The state of Alaska is a leader in the development of small hydro, both in number of projects and megawatts. Hydro is attractive in Alaska for two main reasons, says Ed Williams, operations manager for the Four Dam Pool Power Agency. First, some cities in Alaska are remote, accessible only by sea and air, and they require a local source of power. Second, the diesel-powered generators that are used are expensive sources of electricity, due to transportation costs.
Alaska Electric Light & Power Co. is building 14.4-MW Lake Dorothy; Alaska Power and Telephone Co. is building 3-MW Kasidaya Creek; and Gustavus Electric Co. is building 800-kW Falls Creek.
Development of Lake Dorothy, on Dorothy Creek, involves building a new low-level rockfill diversion dam, intake, and outlet works. Construction is being financed through $60 million in tax-exempt revenue bonds. The project is scheduled to be completed in mid-2009. Alaska Electric Light & Power will tie the project into its existing distribution system.
Construction of Kasidaya Creek (formerly known as Otter Creek) began in April 2006 and is expected to be completed by May 2008. This project will intertie with an existing submarine cable that connects the cities of Skagway and Haines. This intertie is intended to supplement other hydro projects in the area during the summer months.
The Falls Creek project, under construction, is expected to be complete by June 2008. Work began in April 2006 on the run-of-river facility. The project consists of a low gated diversion structure, a 9,400-foot-long penstock, a powerhouse, a tailrace conduit, and a 5-mile-long buried transmission cable between the powerhouse and the existing diesel powerhouse in the city of Gustavus.
Table 1: New Hydro at Existing Dams in the U.S.

....

EXERCISE TASKS>
1) Using the passage on small hydro in Alaska, decide whether each statement agrees with it. Answer yes or no for each, and quote the words that settle it: (a) Kasidaya Creek used to be called Otter Creek. (b) Lake Dorothy is being financed with $60 million in taxable bonds. (c) The buried transmission cable at Falls Creek is 9,400 feet long.
2) Reproduce word for word the part of the Alaska hydro passage that opens with the words containing "Development of Lake" and closes with "the summer months.".
3) Write what comes next in the passage on small hydro in Alaska, picking up after its final line.
The lines that come after this point have no connection to the passage on small hydro in Alaska.

COLLECTED DATA>
....

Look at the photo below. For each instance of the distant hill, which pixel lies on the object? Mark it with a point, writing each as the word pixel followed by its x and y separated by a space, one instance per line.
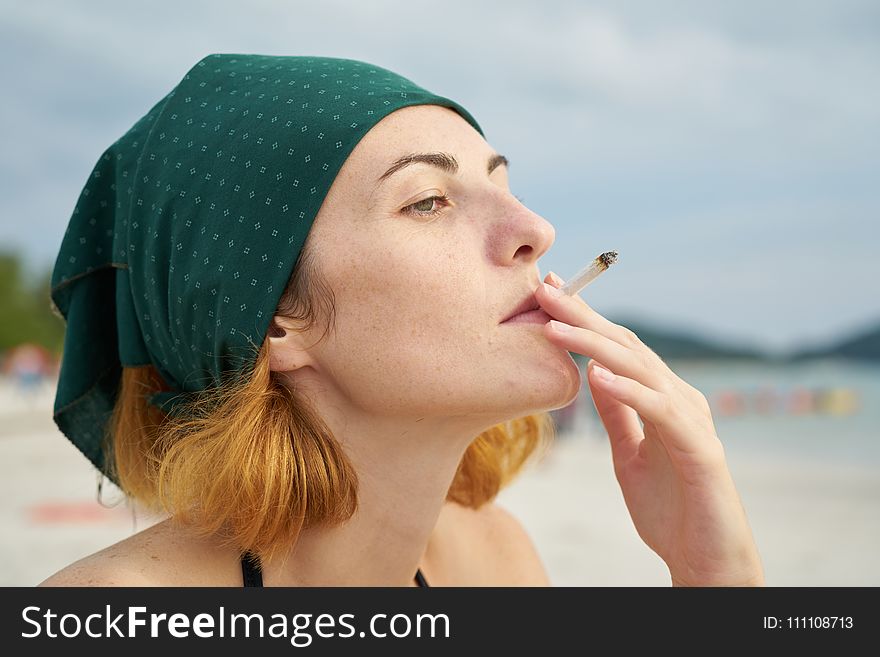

....

ANSWERS BY TASK>
1)
(a) Yes: "Kasidaya Creek (formerly known as Otter Creek)"
(b) No: "$60 million in tax-exempt revenue bonds"
(c) No: "a 5-mile-long buried transmission cable"

2)
Development of Lake Dorothy, on Dorothy Creek, involves building a new low-level rockfill diversion dam, intake, and outlet works. Construction is being financed through $60 million in tax-exempt revenue bonds. The project is scheduled to be completed in mid-2009. Alaska Electric Light & Power will tie the project into its existing distribution system.
Construction of Kasidaya Creek (formerly known as Otter Creek) began in April 2006 and is expected to be completed by May 2008. This project will intertie with an existing submarine cable that connects the cities of Skagway and Haines. This intertie is intended to supplement other hydro projects in the area during the summer months.

3)
In addition to these three, two more projects are being developed on neighboring islands in southeast Alaska. Haida Corporation is developing 5-MW Reynolds Creek. Construction is expected to begin in early 2009 and be complete by early 2011.
Ketchikan Public Utilities proposes building 4.6-MW Whitman Lake. Construction is expected to begin in 2010 and be completed by 2012.
Installing turbines on water and wastewater systems
Water conveyance systems often require the relieving of excess pressure. Pressure-reducing valves are a common solution for relieving this pressure. In some cases, a hydroelectric turbine can convert the pressure to electricity.
Generating electricity from excess head along water conveyances is not new. Several cities – including Boulder, Colorado; Wichita, Kansas; and Sitka, Alaska – operate hydro plants as part of their water distribution systems.
Variations of this concept are now being planned by the Utah Board of Water Resources and the Clean Water Coalition of Nevada.
Lake Powell Pipeline Project
The Utah Board of Water Resources is studying the feasibility of developing the Lake Powell Pipeline project. The 69-inch-diameter pipeline would transport 100,000 acre-feet of Colorado River water from an intake near Glen Canyon Dam on Lake Powell approximately 140 miles to three water conservancy districts in southwestern Utah.
While the principal purpose of the project is to supply water to fast-growing southwestern Utah, large drops in elevation along the pipeline route provide potential for hydropower, says project manager D. Larry Anderson.
Anderson says the Utah Board of Water Resources is studying development of five small run-of-pipeline hydroelectric plants varying in size from 1 MW to 3.5 MW with a total capacity of approximately 12.8 MW, a 35-MW peaking plant at Hurricane Cliffs in Utah, and a 10-MW plant at the Sand Hollow Reservoir. Also under investigation is the potential for a pumpback storage project at Hurricane Cliffs of up to 300 MW.
Table 2: Proposed Pumped-Storage Facilities in the U.S.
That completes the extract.